= What this task involves =
Both the line containing "Question. Put a dot on every instance of the green shrub" and the last line of the listing are included: write out exactly the lines from one to the other.

(Named-object pointing records)
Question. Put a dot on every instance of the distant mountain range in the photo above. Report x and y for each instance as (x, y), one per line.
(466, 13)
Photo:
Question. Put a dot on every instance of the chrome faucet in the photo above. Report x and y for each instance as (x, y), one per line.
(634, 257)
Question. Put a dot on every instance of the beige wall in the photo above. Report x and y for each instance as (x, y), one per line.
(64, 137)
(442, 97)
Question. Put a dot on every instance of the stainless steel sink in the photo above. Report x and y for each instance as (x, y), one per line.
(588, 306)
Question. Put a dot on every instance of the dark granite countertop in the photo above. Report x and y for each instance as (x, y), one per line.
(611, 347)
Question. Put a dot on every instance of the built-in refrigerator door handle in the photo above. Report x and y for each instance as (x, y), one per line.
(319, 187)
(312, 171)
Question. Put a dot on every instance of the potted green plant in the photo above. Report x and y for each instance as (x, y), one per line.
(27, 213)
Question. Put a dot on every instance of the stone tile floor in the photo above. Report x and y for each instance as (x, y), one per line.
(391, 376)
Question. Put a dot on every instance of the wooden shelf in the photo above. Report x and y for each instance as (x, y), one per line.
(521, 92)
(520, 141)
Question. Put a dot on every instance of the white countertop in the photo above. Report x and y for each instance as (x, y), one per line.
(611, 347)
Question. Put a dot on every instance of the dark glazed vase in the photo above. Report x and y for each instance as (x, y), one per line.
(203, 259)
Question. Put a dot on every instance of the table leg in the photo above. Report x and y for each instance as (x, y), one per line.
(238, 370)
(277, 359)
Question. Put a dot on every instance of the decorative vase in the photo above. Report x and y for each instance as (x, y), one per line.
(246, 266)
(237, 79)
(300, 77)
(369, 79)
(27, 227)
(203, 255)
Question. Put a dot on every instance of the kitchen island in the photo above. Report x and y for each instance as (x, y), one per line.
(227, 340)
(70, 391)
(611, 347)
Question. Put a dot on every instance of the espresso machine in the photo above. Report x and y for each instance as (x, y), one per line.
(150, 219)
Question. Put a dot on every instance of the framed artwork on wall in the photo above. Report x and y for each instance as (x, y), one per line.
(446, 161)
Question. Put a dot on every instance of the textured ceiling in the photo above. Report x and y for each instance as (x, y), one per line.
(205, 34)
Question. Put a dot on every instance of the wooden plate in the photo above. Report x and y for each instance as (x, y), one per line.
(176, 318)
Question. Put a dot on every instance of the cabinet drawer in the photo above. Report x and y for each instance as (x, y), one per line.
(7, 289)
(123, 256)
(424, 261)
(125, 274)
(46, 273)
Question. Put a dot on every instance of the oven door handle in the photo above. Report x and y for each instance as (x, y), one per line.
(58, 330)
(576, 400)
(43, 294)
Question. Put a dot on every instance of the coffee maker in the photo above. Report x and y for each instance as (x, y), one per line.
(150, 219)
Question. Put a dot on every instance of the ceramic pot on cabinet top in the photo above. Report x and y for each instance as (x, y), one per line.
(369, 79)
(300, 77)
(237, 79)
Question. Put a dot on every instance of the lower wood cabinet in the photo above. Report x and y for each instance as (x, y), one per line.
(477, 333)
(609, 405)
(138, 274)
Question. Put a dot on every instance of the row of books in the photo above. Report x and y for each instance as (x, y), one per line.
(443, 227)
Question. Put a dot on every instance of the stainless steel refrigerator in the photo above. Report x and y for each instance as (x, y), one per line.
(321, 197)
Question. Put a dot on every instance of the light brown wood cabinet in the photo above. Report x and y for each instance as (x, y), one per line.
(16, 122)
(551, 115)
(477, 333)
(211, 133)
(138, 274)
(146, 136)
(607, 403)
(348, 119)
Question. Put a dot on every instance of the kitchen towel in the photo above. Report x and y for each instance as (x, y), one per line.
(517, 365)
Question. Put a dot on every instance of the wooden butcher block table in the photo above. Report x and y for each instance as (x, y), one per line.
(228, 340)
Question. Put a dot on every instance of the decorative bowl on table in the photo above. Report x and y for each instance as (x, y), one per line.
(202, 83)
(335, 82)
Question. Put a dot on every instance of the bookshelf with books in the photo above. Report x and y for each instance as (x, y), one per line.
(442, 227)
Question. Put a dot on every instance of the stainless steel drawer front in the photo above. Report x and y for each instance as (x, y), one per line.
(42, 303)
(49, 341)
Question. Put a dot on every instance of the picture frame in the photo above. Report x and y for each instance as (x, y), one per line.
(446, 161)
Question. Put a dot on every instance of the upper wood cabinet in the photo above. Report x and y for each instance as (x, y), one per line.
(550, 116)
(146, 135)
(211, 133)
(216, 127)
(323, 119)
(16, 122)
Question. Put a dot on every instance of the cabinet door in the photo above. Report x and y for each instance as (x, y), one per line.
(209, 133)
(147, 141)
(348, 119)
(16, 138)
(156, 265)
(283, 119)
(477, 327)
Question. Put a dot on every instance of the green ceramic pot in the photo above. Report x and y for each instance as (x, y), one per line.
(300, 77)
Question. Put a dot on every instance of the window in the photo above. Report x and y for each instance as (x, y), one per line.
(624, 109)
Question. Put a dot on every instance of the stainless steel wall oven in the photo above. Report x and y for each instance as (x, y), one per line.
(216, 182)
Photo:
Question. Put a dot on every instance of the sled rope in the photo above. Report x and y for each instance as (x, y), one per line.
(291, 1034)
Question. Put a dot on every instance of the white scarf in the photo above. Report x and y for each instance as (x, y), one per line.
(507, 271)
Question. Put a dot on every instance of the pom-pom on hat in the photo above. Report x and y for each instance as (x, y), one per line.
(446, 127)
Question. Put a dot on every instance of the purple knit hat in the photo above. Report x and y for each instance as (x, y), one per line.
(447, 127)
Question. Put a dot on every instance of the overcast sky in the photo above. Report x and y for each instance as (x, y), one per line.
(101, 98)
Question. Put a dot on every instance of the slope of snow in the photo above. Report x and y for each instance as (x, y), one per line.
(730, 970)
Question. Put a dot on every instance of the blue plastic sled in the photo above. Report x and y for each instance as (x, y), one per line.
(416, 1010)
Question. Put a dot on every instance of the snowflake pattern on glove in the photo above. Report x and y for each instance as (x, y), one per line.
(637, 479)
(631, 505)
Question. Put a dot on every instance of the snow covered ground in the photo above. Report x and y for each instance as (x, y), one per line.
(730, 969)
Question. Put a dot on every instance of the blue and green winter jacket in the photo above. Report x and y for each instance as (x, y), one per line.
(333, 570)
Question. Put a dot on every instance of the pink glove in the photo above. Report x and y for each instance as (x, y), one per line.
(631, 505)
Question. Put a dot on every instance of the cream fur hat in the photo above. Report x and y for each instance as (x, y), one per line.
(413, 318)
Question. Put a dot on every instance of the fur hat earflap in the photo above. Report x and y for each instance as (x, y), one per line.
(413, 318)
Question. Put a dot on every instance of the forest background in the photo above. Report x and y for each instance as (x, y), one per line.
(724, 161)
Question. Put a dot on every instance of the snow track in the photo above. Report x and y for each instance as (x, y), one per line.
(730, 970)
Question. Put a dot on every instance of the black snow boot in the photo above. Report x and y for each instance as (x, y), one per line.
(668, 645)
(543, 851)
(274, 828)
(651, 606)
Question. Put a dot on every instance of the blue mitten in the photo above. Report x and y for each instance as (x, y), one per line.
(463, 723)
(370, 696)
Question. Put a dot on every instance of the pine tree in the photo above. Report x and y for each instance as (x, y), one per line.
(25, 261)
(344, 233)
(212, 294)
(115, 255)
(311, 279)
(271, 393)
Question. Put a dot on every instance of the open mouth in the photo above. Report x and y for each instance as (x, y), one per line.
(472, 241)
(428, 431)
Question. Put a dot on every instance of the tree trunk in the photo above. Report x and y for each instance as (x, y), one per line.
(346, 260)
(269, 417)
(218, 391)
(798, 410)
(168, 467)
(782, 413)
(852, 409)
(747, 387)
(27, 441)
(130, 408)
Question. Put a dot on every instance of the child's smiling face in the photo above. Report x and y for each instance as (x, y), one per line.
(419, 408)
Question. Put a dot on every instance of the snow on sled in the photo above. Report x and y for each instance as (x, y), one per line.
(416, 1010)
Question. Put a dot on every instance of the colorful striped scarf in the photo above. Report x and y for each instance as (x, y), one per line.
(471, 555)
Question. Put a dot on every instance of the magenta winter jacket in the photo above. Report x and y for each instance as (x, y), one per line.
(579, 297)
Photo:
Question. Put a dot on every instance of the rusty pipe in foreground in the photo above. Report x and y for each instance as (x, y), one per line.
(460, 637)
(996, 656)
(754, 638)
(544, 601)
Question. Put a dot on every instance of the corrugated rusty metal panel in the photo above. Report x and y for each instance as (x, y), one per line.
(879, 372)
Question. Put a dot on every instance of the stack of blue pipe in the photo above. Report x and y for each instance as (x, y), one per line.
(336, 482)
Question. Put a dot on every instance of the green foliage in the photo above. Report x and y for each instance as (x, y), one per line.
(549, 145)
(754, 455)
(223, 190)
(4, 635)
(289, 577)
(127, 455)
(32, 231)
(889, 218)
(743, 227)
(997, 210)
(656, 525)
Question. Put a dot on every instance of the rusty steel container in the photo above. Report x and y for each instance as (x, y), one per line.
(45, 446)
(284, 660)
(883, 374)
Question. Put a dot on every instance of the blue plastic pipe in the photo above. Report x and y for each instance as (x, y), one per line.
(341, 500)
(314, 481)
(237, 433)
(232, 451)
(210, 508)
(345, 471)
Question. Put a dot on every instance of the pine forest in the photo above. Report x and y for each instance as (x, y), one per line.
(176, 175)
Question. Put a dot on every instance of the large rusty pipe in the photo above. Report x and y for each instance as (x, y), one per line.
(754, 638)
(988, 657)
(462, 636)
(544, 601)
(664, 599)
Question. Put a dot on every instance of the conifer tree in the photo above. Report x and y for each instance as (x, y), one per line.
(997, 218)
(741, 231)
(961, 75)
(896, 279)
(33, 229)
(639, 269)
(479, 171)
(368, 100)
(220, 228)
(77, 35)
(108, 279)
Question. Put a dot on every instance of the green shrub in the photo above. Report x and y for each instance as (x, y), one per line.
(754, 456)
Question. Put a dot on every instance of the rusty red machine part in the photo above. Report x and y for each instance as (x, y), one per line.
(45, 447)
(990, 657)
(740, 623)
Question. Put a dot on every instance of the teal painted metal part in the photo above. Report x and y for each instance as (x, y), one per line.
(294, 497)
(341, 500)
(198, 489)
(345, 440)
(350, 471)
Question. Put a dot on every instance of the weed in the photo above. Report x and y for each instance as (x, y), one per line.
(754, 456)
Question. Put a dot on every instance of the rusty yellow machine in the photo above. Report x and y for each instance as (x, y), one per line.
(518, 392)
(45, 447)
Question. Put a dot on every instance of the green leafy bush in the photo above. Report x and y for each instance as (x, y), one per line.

= Output below =
Question. Put a dot on every instance of the green shrub in the photo above. Report x and y for each instance as (x, y), one per line.
(754, 456)
Question. Put a dot on every instance of the rusty red machine part in the photo above. Report x and y for each instance as (x, y), one per line.
(45, 447)
(990, 657)
(740, 623)
Question. Put a dot on every instance of the teal painted metal part in the photo above. Report x and y for each instance as (x, y), one per line.
(294, 497)
(341, 500)
(198, 489)
(345, 440)
(350, 471)
Question. Put a dot on every instance of the weed in the photo above. Report x and y for each instance as (x, y), one per line.
(754, 456)
Question. Put a dot on every instance of the rusty yellow machine in the photo above. Report x and y for each instance as (x, y), one per line.
(518, 392)
(45, 447)
Question. Put a dot on every instance of the green leafy bush in the photo above. Report x and y for each instance as (x, y), one per line.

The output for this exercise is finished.